### Exercise brief
Reproduce the entries below, requests included, starting at the line containing "Each instance receives one keypoint. Annotate the snow on" and continuing through the end of the entries, offsetting every coordinate in the answers by adding 96 to each number. Omit the pictures from your response.

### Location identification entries
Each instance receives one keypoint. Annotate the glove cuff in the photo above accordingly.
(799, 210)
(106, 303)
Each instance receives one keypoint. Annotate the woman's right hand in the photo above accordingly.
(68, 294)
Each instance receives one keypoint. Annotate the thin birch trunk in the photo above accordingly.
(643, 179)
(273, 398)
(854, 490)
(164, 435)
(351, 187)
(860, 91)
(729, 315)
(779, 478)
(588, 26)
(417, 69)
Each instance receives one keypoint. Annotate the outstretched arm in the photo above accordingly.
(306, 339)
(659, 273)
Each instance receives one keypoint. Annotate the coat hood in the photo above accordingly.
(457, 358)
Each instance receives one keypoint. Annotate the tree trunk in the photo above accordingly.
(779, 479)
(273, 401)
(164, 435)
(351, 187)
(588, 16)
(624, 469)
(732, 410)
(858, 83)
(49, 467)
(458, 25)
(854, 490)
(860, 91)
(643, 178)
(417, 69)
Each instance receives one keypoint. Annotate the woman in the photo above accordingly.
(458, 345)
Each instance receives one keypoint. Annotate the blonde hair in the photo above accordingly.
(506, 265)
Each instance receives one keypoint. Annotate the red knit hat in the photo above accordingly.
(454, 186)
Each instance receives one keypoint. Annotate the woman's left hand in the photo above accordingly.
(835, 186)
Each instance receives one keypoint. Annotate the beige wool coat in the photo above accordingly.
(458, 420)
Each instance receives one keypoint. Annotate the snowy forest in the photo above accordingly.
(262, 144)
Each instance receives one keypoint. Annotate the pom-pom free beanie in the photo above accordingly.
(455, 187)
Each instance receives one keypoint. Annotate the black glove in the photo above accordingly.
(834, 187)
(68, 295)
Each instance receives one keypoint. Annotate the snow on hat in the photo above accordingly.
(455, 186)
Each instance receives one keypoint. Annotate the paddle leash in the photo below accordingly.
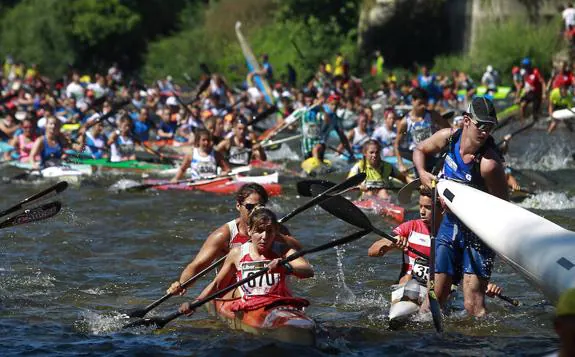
(162, 321)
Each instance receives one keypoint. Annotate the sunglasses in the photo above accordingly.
(250, 206)
(483, 126)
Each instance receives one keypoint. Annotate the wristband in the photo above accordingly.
(288, 268)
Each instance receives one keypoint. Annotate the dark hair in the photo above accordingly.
(249, 189)
(261, 217)
(200, 133)
(370, 142)
(427, 192)
(419, 93)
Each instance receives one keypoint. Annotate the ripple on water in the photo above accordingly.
(549, 201)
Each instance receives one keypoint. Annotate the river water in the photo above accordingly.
(63, 282)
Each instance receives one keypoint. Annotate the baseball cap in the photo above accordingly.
(482, 109)
(566, 304)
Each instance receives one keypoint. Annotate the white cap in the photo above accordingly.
(172, 101)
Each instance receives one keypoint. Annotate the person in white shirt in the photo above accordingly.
(569, 16)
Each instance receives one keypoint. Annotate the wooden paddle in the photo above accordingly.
(40, 196)
(141, 312)
(160, 322)
(35, 214)
(145, 186)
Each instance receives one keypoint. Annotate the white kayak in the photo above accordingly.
(542, 251)
(564, 114)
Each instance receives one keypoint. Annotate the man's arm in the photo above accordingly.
(429, 146)
(493, 173)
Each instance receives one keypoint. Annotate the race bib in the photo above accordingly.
(261, 285)
(420, 270)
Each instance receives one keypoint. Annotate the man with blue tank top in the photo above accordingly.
(470, 156)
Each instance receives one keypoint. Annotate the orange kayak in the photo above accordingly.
(284, 322)
(381, 207)
(224, 186)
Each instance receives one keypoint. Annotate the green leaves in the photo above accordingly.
(94, 20)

### Response to the exercise
Each instance receives one keypoint. Annotate the snow on hat in the photo above accordingly.
(551, 282)
Each instance receives one keypoint. Annotate the paddle leash in the photo below accordingly.
(258, 417)
Each instance receives one keypoint. Annotate the sunglasses in the photo above accordingly.
(346, 302)
(579, 222)
Each instance receives one keypoint. Annotate the wristband in the photo above accordingly.
(384, 364)
Each instance receives one keypoint. Annotate the dark hair in the photo above accordingly.
(345, 285)
(357, 313)
(296, 229)
(466, 238)
(523, 288)
(515, 189)
Each instance receives one keypoint. Annotate the ripple on water in the photo above accordingly.
(645, 297)
Each instance receives one keypoint. Annotate the river water in the photo above accordingly.
(159, 378)
Each instance receives one keypoint. Annotate the baseball cap in the photo above accordingly.
(578, 205)
(662, 400)
Each instance receives one keypoint. Annotate the white cap in the photo above accordingly.
(268, 197)
Each instance receives one keypoint. Annotate the person in white shirt in the photo above accordingly.
(665, 112)
Each instance receives one keypoint. Annotate the wooden paddle in the photo above accordingly.
(136, 292)
(237, 408)
(256, 418)
(131, 310)
(241, 282)
Each instance receives one keypoint. Annotate the white kayak in the photo above accordingly.
(638, 347)
(660, 210)
Each instance receives one keypoint. Annotate the man's arm in the photo above accordingly.
(525, 242)
(589, 269)
Each instance receives one keypoint. Annotate the race bib in the photo above accordingly.
(357, 381)
(516, 366)
Each instance receives one keypoint. Annotate the man with blue tank top in the photo above accordingly.
(566, 252)
Each instance receives one keypoint. Annotate the orange kayak in the photo above accordingly.
(380, 418)
(477, 303)
(320, 282)
Each instance receives one keypoint. Annotate the green leaves in the photo above accordingly.
(190, 116)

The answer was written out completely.